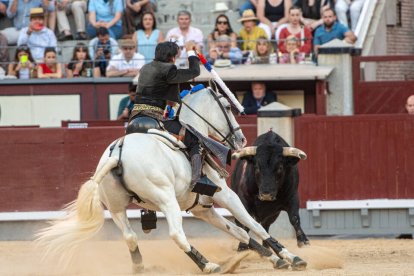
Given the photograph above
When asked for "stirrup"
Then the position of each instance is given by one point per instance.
(205, 186)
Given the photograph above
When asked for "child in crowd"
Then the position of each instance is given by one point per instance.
(263, 53)
(50, 69)
(293, 54)
(23, 66)
(81, 64)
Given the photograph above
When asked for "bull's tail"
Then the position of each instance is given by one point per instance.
(83, 219)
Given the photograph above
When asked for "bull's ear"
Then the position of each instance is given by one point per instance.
(291, 161)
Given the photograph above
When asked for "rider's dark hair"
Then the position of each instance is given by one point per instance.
(166, 51)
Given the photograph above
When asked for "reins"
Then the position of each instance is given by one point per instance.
(232, 129)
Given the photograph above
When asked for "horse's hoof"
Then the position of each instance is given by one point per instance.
(281, 264)
(138, 268)
(303, 244)
(298, 264)
(243, 247)
(212, 268)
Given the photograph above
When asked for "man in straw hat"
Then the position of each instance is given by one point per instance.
(250, 32)
(127, 63)
(36, 35)
(18, 11)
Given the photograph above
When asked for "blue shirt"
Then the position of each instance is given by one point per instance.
(323, 36)
(104, 11)
(21, 16)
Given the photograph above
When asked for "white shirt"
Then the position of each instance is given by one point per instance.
(176, 35)
(119, 63)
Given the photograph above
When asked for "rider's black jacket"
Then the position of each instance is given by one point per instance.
(159, 82)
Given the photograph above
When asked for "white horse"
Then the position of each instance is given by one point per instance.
(160, 176)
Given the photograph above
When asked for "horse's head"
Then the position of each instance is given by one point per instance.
(211, 114)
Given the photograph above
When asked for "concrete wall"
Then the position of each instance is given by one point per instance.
(399, 41)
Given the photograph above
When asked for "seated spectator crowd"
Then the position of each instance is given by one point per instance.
(116, 40)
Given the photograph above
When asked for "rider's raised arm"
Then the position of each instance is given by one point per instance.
(182, 75)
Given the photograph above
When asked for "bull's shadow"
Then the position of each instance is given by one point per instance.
(266, 179)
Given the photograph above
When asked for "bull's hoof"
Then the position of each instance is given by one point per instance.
(282, 264)
(243, 247)
(298, 264)
(303, 243)
(211, 268)
(138, 268)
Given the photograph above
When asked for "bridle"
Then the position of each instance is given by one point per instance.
(229, 138)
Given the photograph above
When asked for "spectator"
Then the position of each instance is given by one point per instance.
(3, 7)
(222, 27)
(36, 35)
(107, 14)
(294, 27)
(4, 52)
(272, 14)
(293, 54)
(250, 32)
(134, 10)
(354, 7)
(49, 6)
(19, 11)
(330, 30)
(51, 68)
(312, 11)
(224, 50)
(81, 64)
(101, 48)
(147, 36)
(78, 9)
(248, 5)
(257, 97)
(184, 33)
(127, 103)
(127, 63)
(263, 54)
(23, 66)
(410, 105)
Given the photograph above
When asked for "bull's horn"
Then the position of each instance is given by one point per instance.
(290, 151)
(244, 152)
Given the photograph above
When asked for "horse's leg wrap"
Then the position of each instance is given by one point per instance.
(196, 256)
(264, 252)
(275, 245)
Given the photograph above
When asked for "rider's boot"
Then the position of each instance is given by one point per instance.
(201, 184)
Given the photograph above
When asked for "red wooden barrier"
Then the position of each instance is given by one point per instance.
(356, 157)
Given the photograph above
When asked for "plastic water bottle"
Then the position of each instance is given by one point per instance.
(24, 73)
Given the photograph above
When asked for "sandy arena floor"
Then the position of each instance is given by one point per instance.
(325, 257)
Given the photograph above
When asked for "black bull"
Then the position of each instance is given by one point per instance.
(266, 179)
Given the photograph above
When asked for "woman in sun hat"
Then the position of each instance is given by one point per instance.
(250, 32)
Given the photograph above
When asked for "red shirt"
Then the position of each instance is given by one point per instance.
(46, 69)
(304, 36)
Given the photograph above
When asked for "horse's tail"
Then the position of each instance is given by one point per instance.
(83, 219)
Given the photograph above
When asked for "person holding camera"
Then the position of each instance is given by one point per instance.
(102, 48)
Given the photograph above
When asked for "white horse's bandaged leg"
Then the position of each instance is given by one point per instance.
(229, 200)
(121, 220)
(212, 217)
(172, 213)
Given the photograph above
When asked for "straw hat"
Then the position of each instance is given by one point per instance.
(126, 43)
(37, 12)
(248, 15)
(220, 7)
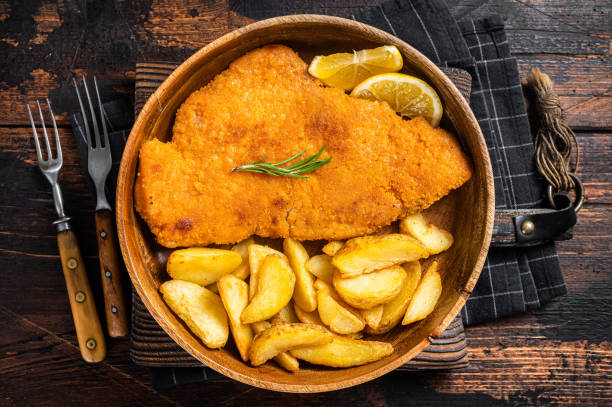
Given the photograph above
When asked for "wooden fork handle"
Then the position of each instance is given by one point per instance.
(84, 313)
(112, 276)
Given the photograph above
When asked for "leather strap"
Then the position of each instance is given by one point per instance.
(531, 227)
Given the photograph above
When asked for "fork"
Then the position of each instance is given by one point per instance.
(86, 322)
(99, 163)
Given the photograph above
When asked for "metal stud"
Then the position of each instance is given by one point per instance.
(91, 344)
(527, 227)
(72, 263)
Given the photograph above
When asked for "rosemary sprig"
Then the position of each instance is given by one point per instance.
(295, 170)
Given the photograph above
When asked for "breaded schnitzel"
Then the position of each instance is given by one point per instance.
(267, 105)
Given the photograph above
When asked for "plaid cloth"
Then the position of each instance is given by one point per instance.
(513, 280)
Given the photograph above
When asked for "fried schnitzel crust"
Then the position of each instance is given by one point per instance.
(267, 105)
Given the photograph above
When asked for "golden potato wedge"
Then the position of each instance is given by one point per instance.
(335, 313)
(434, 239)
(369, 253)
(284, 337)
(332, 247)
(344, 352)
(284, 359)
(286, 315)
(234, 294)
(371, 289)
(320, 266)
(304, 294)
(202, 265)
(307, 317)
(242, 248)
(387, 230)
(257, 254)
(394, 311)
(373, 316)
(425, 297)
(275, 289)
(200, 309)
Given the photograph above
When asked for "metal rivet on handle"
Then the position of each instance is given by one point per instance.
(91, 344)
(72, 263)
(527, 227)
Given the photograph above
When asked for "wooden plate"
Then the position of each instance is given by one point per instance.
(467, 212)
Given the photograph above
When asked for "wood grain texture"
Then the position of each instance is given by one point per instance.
(567, 343)
(84, 313)
(112, 276)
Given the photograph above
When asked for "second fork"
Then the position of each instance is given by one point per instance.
(99, 163)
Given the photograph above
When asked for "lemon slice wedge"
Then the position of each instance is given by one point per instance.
(345, 70)
(407, 95)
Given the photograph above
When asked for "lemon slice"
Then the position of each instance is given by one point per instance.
(406, 94)
(345, 70)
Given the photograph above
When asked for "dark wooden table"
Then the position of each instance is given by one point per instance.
(561, 354)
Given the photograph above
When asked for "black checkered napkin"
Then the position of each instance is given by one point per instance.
(513, 280)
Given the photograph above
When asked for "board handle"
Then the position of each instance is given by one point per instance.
(84, 313)
(112, 278)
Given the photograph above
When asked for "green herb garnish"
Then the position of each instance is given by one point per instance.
(294, 170)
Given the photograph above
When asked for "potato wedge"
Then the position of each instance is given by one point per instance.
(373, 316)
(284, 359)
(284, 337)
(257, 254)
(242, 248)
(387, 230)
(200, 309)
(425, 297)
(275, 289)
(307, 317)
(337, 315)
(320, 266)
(286, 315)
(202, 265)
(234, 294)
(369, 253)
(371, 289)
(332, 247)
(344, 352)
(304, 294)
(434, 239)
(394, 311)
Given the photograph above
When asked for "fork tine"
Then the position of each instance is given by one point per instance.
(102, 115)
(58, 147)
(83, 114)
(38, 153)
(42, 123)
(93, 114)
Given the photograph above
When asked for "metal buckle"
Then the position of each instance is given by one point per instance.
(579, 192)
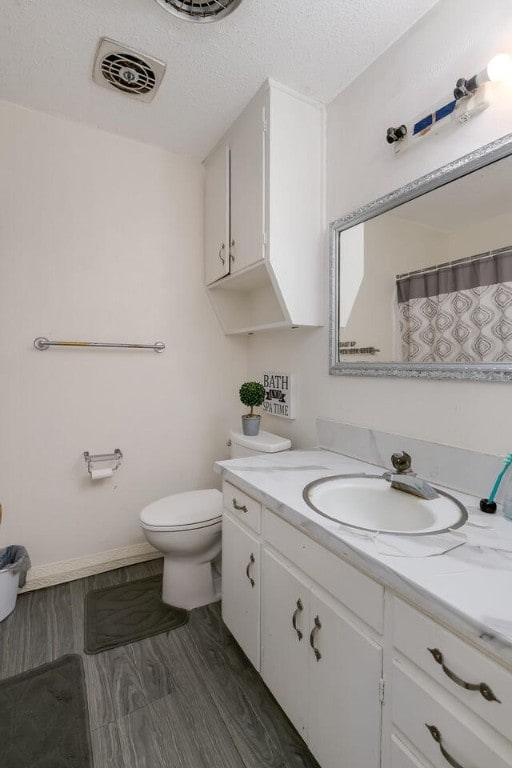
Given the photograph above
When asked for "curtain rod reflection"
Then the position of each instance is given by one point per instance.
(464, 260)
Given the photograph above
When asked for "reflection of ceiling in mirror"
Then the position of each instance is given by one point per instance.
(482, 194)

----------------------------------------

**Exercise prompt:** Retype all of the material above exactly; the pictures stay out.

**Exercise result:**
Given the photograph above
When asked for "stirrup"
Then the position of each instance is given by one point per instance.
(205, 186)
Given the photograph above
When asked for "child in crowd"
Then the position of each instance is given by one point per instance.
(263, 53)
(50, 69)
(293, 54)
(23, 66)
(81, 64)
Given the photograph above
When asked for "bull's tail"
Then the position of each instance is given by one point per instance.
(83, 219)
Given the photograph above
When asked for "bull's ear"
Then the position of each instance is given by one point per instance.
(291, 161)
Given the photograph above
When asked for "rider's dark hair"
Then the position of each instance is given by one point per instance.
(166, 51)
Given the photograph above
When asked for "reins"
Then the position of each instance is given by one point per instance.
(232, 129)
Given the photograph above
When asked for "horse's hoof"
Then the position of each instance is given by one point per instance.
(281, 264)
(138, 268)
(303, 244)
(298, 264)
(243, 247)
(212, 268)
Given the photograph above
When asked for "man in straw hat"
Then the position of each instance is given by one point per instance.
(250, 32)
(127, 63)
(36, 35)
(18, 11)
Given the photograph above
When asked for "blue shirt"
Then the position of each instance is given by one point per instance.
(323, 36)
(104, 11)
(21, 16)
Given the photograph above
When asked for "white shirt"
Then the position of each instance is given by one point per instance.
(176, 35)
(119, 63)
Given the photograph above
When asked for "rider's black jacket"
Then the position of each instance is given by one point per instance.
(159, 82)
Given the photograph above
When asked for "white horse"
Then the position of each instance is given by one point per instance.
(160, 176)
Given the photograph above
When asked for "horse's head"
Then the position of each instance is given by one point per instance.
(211, 114)
Given the photograph above
When asked for "concrete wall"
Then the position of each instance is given by one point per instance.
(399, 41)
Given the photograph above
When asked for "seated spectator crowd"
Then the position of each instance is given by one point per instance.
(116, 40)
Given the photograph above
When asked for "rider's raised arm"
Then the position of each instance is given by one point per instance.
(182, 75)
Given the photograph above
When asked for "bull's shadow"
Then the position of each instance is given by one point per instance.
(266, 179)
Given the photograph above
When asked for "bull's hoof"
Then the position of each instance is given by one point per instance.
(282, 264)
(243, 247)
(298, 264)
(303, 243)
(211, 268)
(138, 268)
Given the photograph above
When asked for "bridle"
Then the position of each instance is given by one point per instance.
(229, 138)
Given the photograph above
When asked for "spectator"
Then the position of each instance is given by one point per instance.
(3, 7)
(222, 27)
(36, 35)
(107, 14)
(294, 27)
(4, 52)
(272, 14)
(293, 54)
(250, 32)
(134, 10)
(354, 7)
(49, 6)
(19, 11)
(330, 30)
(51, 68)
(312, 11)
(224, 50)
(81, 64)
(101, 48)
(147, 36)
(78, 9)
(248, 5)
(257, 97)
(184, 33)
(127, 103)
(127, 63)
(263, 54)
(23, 66)
(410, 105)
Given the photograph above
When asked for "bull's horn"
Then the position of each instance is given by one point per instance.
(290, 151)
(244, 152)
Given the photograph above
When asked for "horse's leg wrap"
Then the position of each instance is given by one point per instance.
(196, 256)
(264, 252)
(275, 245)
Given the photograph above
When asked for "rider's boot"
Then the position of each instance is given by one point per instance.
(201, 184)
Given the photograph above
When asked for "red wooden barrier"
Then the position of each instance is given by one point per instance.
(356, 157)
Given the photograph above
When asked for "plastic water bottle"
Then the position of each instance is given by one point per instance.
(24, 73)
Given the photograph above
When asked for "sandy arena floor"
Then the position of each instance is given by one point per instance.
(325, 257)
Given the photograph above
When asked for "black bull"
Then the position of each instance is given by one point per instance.
(266, 179)
Given the photograph above
When asked for "woman in sun hat"
Then the position of each instance is given by one point per instance.
(250, 32)
Given the photograph above
When asked for "red shirt"
Then the position of each instance is given by one point per instance.
(46, 69)
(304, 36)
Given the photograph above
When asked for "horse's tail"
Then the position of each instance is given by one point per instance.
(83, 219)
Given the photograph above
When asked for "person holding camera"
Then the position of each instance is given by one point per instance.
(102, 48)
Given the photograph above
When asked for "white horse's bandaged leg"
Then the position of each instance is given by one point per instance.
(229, 200)
(121, 220)
(212, 217)
(172, 213)
Given the photograph above
When asked for "straw hat"
Then the position of each instance is given by one point per instance.
(126, 43)
(37, 12)
(248, 15)
(220, 7)
Given the photograph above
When asked for "wooden fork handle"
Then the position of each instance is given by one point per instance.
(84, 313)
(112, 276)
Given the photograph above
When asked for "leather strap"
Then the position of each instance is given by one point per instance.
(531, 227)
Given the photograph above
When asked for "fork"
Then the position of each instance is given by one point per instance.
(86, 322)
(99, 163)
Given the photograph above
When asked for "metal stud"
Then the position of each instance is given by one point per instance.
(91, 344)
(527, 227)
(72, 263)
Given the photograph above
When asked for "rosemary sprig"
Then the position of each instance is given by one point per instance.
(295, 170)
Given the photograph above
When asked for "breaded schnitzel"
Then the position of each instance is given by one point per instance.
(267, 105)
Given the photograph above
When asked for "plaid cloth"
Then the position of each instance is given by one point per instance.
(513, 280)
Given the photograph above
When asked for "fried schnitzel crust"
Then the position of each instance is given by one point per instance.
(267, 105)
Given the photograph above
When asked for "golden potato wedge"
Then the position of each instance is given by one point per instance.
(335, 313)
(434, 239)
(369, 253)
(284, 337)
(332, 247)
(344, 352)
(284, 359)
(286, 315)
(234, 294)
(371, 289)
(320, 266)
(304, 294)
(202, 265)
(307, 317)
(242, 248)
(387, 230)
(257, 254)
(394, 311)
(373, 316)
(425, 297)
(275, 289)
(200, 309)
Given the photograph above
When asked for "metal rivet on handle"
Then the position of each instance is given by one point per instance.
(91, 344)
(72, 263)
(527, 227)
Given the photograph above
When asked for "wooden plate"
Then the position of each instance is given by one point per instance.
(467, 212)
Given the photograph above
When asked for "wood grain texture"
Then the position of each instance is given by one point per instance.
(567, 343)
(84, 313)
(112, 276)
Given the photograph above
When asked for "second fork"
Then the position of each instance is given by one point per instance.
(99, 163)
Given the photograph above
When asked for "lemon slice wedge"
Then the position of each instance is given by one point per instance.
(345, 70)
(407, 95)
Given the photograph above
When asked for "lemon slice"
Then the position of each instance is given by one point per instance.
(406, 94)
(345, 70)
Given the photograph above
When asked for "dark wooden table"
Then the position of each instance is given by one point per instance.
(561, 354)
Given the photograph above
When asked for "black checkered napkin"
Then the position of each instance is given by one point per instance.
(513, 280)
Given the photograph above
When asked for "board handle"
Then the position of each instance is given by one point per instance.
(84, 313)
(112, 278)
Given the photograph above
When asked for "green herb garnish"
Then the position of each instance is given by one point per instance.
(294, 170)
Given the photograph above
When asked for "potato wedge"
Then the position of each instance is given by one point per instance.
(373, 316)
(284, 359)
(284, 337)
(257, 254)
(242, 248)
(387, 230)
(200, 309)
(425, 297)
(275, 289)
(307, 317)
(337, 315)
(320, 266)
(286, 315)
(202, 265)
(234, 294)
(369, 253)
(371, 289)
(332, 247)
(344, 352)
(304, 294)
(434, 239)
(394, 311)
Given the photograph above
When asked for "fork tine"
Then the position of each instance is given by one point per instance.
(102, 115)
(58, 147)
(83, 114)
(38, 153)
(42, 123)
(93, 114)
Given the photograph above
When asked for "metal buckle"
Then the position of each instance is given by one point per instance.
(579, 192)
Given the photograph above
When asked for "curtain rod reflection"
Then the position of each instance is given by one point per instance.
(464, 260)
Given the photograph above
When asked for "reflection of ceiling in mirror"
Then the position of each instance is given by one point per instance.
(482, 194)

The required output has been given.